Text passage ::
Gum Grafting

Exposed tooth roots are usually the result of gingival recession due to periodontal disease.  There are other common causes, including overly aggressive tooth brushing and trauma.  A gum graft (also known as a gingival graft), is a collective name for surgical periodontal  grafting procedures that aim to cover an exposed tooth root surface with grafted oral tissue.  This is also know as Periodontal Plastic Procedure.


Benefits of gum grafting:

  • Reduced sensitivity – When the tooth root becomes exposed, eating or drinking hot or cold foods can cause extreme sensitivity to the teeth.  Gum grafting surgery permanently covers the exposed root, helps reduce discomfort, and restores the good health of the gums.
  • Improved appearance – Periodontal disease is characterized by gum recession and inflammation.  Gum recession and root exposure can make the teeth look longer than normal and the smile to appear “toothy.”  Gum grafting can make the teeth look shorter, more symmetrical and generally more pleasing to look at.  In addition, adjacent tissue can be enhanced and augmented during the procedure for aesthetic purposes.

Required tasks ::
**1.** Copy the part of the gum grafting text between "Exposed tooth roots" and "Periodontal Plastic Procedure.", inclusive, word for word.
**2.** Keep writing the gum grafting text from the point where it stops.

Provided material ::
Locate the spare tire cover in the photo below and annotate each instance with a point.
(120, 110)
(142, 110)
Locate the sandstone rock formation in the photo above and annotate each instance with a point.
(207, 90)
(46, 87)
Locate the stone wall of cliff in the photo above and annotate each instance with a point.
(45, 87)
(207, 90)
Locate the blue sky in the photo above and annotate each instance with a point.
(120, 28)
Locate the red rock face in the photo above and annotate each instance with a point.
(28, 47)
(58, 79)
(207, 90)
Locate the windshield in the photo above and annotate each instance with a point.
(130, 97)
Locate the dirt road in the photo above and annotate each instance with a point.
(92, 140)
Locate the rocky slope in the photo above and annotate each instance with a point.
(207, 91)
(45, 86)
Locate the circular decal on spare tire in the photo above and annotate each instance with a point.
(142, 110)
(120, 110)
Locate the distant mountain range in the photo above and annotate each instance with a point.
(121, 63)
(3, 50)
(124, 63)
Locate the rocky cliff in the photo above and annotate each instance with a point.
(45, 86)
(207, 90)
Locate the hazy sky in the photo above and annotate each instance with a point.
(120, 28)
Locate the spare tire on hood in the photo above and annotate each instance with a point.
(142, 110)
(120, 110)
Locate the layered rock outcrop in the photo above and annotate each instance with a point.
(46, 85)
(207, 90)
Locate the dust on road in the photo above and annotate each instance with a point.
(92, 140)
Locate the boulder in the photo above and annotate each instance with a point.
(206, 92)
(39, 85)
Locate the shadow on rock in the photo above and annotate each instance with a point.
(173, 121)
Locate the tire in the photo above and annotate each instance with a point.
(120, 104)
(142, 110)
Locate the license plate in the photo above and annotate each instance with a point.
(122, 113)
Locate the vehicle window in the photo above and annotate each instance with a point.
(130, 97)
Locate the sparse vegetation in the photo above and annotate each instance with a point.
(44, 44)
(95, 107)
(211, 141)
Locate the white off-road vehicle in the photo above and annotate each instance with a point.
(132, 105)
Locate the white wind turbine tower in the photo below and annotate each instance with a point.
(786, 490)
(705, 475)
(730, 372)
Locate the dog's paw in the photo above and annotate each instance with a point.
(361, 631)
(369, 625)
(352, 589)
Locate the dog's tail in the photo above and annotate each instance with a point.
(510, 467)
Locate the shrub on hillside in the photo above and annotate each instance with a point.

Activity answers ::
**1.**
Exposed tooth roots are usually the result of gingival recession due to periodontal disease.  There are other common causes, including overly aggressive tooth brushing and trauma.  A gum graft (also known as a gingival graft), is a collective name for surgical periodontal  grafting procedures that aim to cover an exposed tooth root surface with grafted oral tissue.  This is also know as Periodontal Plastic Procedure.

**2.**
  • Protect root decay – Periodontal disease can progress and destroy gum tissue very rapidly. Gum grafting can help protect exposed roots from further decay.

What does gum grafting treatment involve?

The gum grafting procedure is usually performed under local anesthetic. Initially, small incisions will be made at the recipient site to create a small pocket to accommodate the graft.  Sutures are often placed to further stabilize the graft. The outcome of the gums will be evaluated in approximately six weeks.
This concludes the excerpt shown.